[Records in a dataset]

++++++

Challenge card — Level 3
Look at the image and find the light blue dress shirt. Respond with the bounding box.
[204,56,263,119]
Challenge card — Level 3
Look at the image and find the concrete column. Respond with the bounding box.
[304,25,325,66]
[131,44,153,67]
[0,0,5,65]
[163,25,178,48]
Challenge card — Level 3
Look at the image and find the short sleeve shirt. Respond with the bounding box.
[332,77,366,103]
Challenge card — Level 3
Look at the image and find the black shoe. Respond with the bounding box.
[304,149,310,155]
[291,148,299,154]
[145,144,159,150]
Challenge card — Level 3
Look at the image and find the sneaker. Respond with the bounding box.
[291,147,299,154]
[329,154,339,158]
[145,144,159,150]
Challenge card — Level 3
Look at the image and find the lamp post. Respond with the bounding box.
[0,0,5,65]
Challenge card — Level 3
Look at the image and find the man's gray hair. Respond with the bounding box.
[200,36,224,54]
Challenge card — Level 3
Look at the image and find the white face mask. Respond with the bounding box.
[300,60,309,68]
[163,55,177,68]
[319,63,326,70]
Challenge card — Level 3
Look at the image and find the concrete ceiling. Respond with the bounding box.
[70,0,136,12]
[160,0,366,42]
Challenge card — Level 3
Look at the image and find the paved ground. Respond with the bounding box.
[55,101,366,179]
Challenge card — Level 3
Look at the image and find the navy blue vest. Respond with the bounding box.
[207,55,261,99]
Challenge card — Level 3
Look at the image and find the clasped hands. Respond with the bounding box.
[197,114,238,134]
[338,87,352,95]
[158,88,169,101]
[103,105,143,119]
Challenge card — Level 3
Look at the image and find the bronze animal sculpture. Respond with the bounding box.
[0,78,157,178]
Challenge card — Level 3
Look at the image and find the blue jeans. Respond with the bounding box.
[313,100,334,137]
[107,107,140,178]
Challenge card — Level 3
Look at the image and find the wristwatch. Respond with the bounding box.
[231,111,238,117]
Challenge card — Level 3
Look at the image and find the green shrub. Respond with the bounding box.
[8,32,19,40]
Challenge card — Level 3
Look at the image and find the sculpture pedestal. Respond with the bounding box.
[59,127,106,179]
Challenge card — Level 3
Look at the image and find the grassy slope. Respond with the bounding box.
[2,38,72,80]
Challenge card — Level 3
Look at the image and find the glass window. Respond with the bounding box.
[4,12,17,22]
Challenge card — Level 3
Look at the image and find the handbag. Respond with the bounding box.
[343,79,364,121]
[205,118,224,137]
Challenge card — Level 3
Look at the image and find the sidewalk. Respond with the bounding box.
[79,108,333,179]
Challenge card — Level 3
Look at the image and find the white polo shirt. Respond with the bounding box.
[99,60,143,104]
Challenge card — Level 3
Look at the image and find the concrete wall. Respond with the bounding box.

++++++

Edit the data above so that every "Challenge card" becomes "Practice card", and leave everything else unchanged.

Practice card — Level 3
Look at the image and find the light blue dress shirt. Respond with the bounding box.
[204,56,263,119]
Practice card — Level 3
Look at the image and find the concrete column. Respond with the bounding box.
[304,25,325,66]
[131,44,153,67]
[0,0,5,65]
[163,25,178,48]
Practice card — Level 3
Look at the image and find the short sleeve shirt. Respond with the bounding box.
[332,77,366,103]
Practice card — Level 3
Look at the image and find the black shoe. Respond with the bounding box.
[304,149,310,155]
[291,148,299,154]
[145,144,159,150]
Practice card — Level 3
Look at the image and find the sneaker. Respond with the bounding box.
[291,147,299,154]
[329,154,339,158]
[145,144,159,150]
Practice card — Level 3
Look at the image and find the lamp post. Respond with the bounding box.
[0,0,5,65]
Practice card — Level 3
Look at the image and find the man's gray hair. Respond with the bounding box.
[200,36,224,54]
Practice card — Level 3
Look at the image and find the white face mask. Respond with the bounding box.
[300,60,309,68]
[163,55,177,68]
[319,63,326,70]
Practice card — Level 3
Look at the image and find the concrete ceiling. Respond with the bounding box.
[70,0,136,12]
[160,0,366,42]
Practice card — Level 3
Look at the image and find the paved ground. Respond with the bounding box.
[55,101,366,179]
Practice card — Level 3
Look at the image and find the navy blue vest. Respond with the bounding box.
[207,55,261,99]
Practice card — Level 3
Look at the image and find the clasped hands. Respond with the bounding box.
[197,114,238,134]
[338,87,352,95]
[158,88,169,101]
[103,105,143,119]
Practice card — Level 3
Look at the image and find the bronze animal sculpture. Respond with the bounding box.
[0,78,157,178]
Practice card — Level 3
Look at the image and find the blue jeans. Respond with the bounding box.
[313,100,334,137]
[107,107,140,178]
Practice card — Level 3
Look at the image and find the wristwatch. Respond with the bounding box.
[231,111,238,117]
Practice card — Level 3
Look at the image and find the green shrub. Respond with the bounding box.
[8,32,19,40]
Practice card — Level 3
Look at the image and find the sculpture pedestal. Respond with the bounding box.
[59,127,106,179]
Practice card — Level 3
Look at the image and find the grassy slope. Respond with the bounding box.
[2,38,72,80]
Practice card — Level 3
Look at the image and find the glass window. Respond with the bounding box.
[4,12,17,22]
Practice card — Level 3
Look at the image and find the handbag. Respond with the bounding box.
[343,79,364,121]
[205,118,224,137]
Practice card — Level 3
Look at the image and find the sidewalk. Respond with the bounding box.
[79,108,333,179]
Practice card — Level 3
Look at the image and find the white polo shirt. Respond with the bounding box.
[99,60,143,104]
Practice card — Level 3
Look at the image and find the concrete wall. Respond with the bounding box.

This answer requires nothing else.